> _What the task requires_:
Return the following lines and nothing else: the one holding "Locate every instance of the gabled" and all those after it in the records below, unchanged, minus any pictures.

====

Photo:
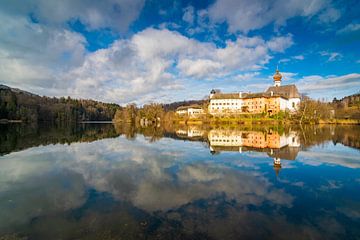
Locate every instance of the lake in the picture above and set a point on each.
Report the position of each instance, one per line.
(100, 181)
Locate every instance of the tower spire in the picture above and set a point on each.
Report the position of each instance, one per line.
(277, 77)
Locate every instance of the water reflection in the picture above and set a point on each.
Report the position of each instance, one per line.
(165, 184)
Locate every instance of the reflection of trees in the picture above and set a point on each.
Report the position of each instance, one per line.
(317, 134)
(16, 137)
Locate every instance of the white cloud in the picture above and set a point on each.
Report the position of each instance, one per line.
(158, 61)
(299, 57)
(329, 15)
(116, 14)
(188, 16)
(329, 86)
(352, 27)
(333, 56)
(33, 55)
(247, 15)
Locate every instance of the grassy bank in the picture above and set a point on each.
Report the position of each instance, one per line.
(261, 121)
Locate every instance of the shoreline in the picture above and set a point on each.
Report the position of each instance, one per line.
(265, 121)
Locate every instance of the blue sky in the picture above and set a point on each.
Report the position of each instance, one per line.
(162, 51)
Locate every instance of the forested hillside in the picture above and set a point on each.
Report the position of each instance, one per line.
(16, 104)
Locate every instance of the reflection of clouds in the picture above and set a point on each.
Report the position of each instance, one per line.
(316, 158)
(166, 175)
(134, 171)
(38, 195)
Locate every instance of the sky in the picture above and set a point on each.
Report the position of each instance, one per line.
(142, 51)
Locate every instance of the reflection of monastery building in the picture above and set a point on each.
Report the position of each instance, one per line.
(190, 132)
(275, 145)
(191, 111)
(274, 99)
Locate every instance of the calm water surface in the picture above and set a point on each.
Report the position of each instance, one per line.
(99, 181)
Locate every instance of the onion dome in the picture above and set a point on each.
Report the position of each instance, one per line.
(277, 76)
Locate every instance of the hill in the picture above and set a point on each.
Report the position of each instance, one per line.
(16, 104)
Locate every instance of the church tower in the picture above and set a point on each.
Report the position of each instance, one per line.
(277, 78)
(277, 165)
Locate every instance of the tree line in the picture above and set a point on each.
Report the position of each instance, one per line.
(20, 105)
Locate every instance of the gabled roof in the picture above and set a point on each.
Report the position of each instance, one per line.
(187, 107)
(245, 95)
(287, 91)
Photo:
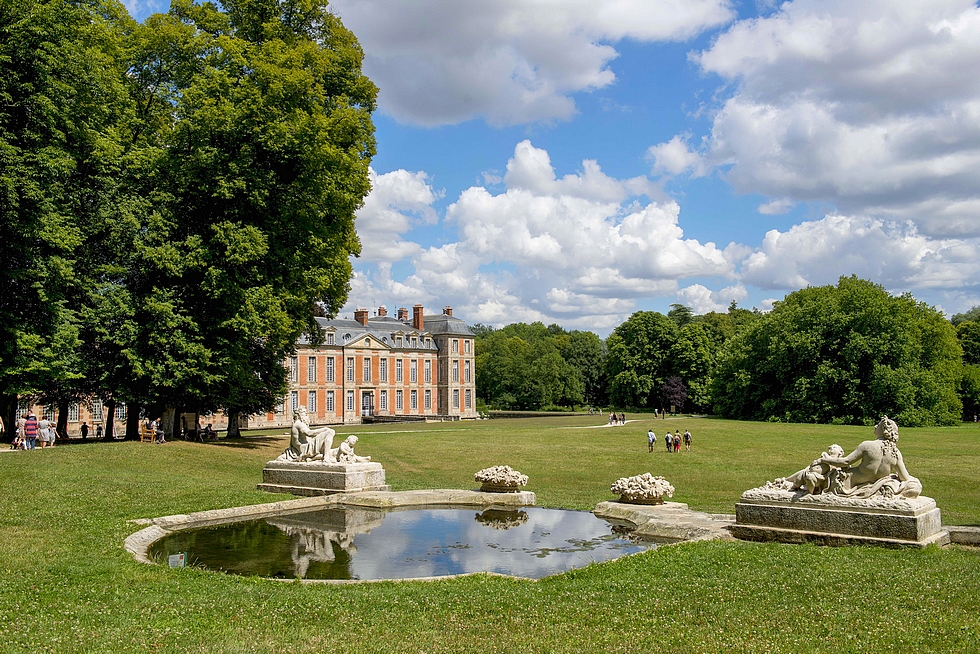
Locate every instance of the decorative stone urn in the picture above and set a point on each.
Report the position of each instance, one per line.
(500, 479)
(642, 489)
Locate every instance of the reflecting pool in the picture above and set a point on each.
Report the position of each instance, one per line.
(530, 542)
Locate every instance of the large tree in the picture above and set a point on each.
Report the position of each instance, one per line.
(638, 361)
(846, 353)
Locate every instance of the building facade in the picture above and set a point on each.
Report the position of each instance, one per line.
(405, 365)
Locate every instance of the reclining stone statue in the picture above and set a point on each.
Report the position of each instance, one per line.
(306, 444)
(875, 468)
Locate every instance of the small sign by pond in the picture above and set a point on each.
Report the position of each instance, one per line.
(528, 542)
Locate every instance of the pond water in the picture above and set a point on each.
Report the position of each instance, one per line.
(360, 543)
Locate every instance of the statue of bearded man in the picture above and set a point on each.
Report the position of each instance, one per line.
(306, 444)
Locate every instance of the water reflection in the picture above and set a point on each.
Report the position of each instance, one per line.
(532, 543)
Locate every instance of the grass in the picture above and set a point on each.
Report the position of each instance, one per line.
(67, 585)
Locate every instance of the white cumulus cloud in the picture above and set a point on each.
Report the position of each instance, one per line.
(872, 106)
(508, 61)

====

> _Exercise answer_:
Locate every instance of the gabled roof in the picture above and set a point on each.
Report the position of each instance, one per line.
(187, 107)
(245, 95)
(287, 91)
Photo:
Locate every instance of the decorative stone urn in the picture above and set a point on each.
Report the position of each instance, one per line.
(500, 479)
(642, 489)
Locate every instance of the reflecting pool in the picture above and set a point on each.
Report the position of each instance, one per line.
(530, 542)
Locate every instance of the large tree in the picture above and set a point on each.
Report the position of each instance, one per line.
(638, 361)
(846, 353)
Locate every instance of the building facade in the picture above and set a point on each.
Report the position of each instance, one per line.
(405, 365)
Locate every instance of the reclining stone statue in the picture above and set a point on each.
Report the position of each instance, one per line.
(306, 444)
(875, 468)
Locate every instance of the small sign by pond in the picture above and set a point on each.
Report the position of each instance, one per line.
(528, 542)
Locate every instance of the pond water in the picture above and set a point on each.
Report the position of each instance, one per line.
(360, 543)
Locate every instance of the statue of bearded man in the picture above and set a point on each.
Report the position of each instance, one per line.
(306, 444)
Locate every instance of the water reflection in the picture above and set a point on each.
Report the position of each instance, one per line.
(532, 543)
Locate every instance of the grass in the picture above and set a point on each.
Report the position of each instance, one per line.
(67, 585)
Locate every instance of the white cumulus cloud in the picture above and set a point on each.
Report the position of each instance, one per line.
(872, 106)
(508, 61)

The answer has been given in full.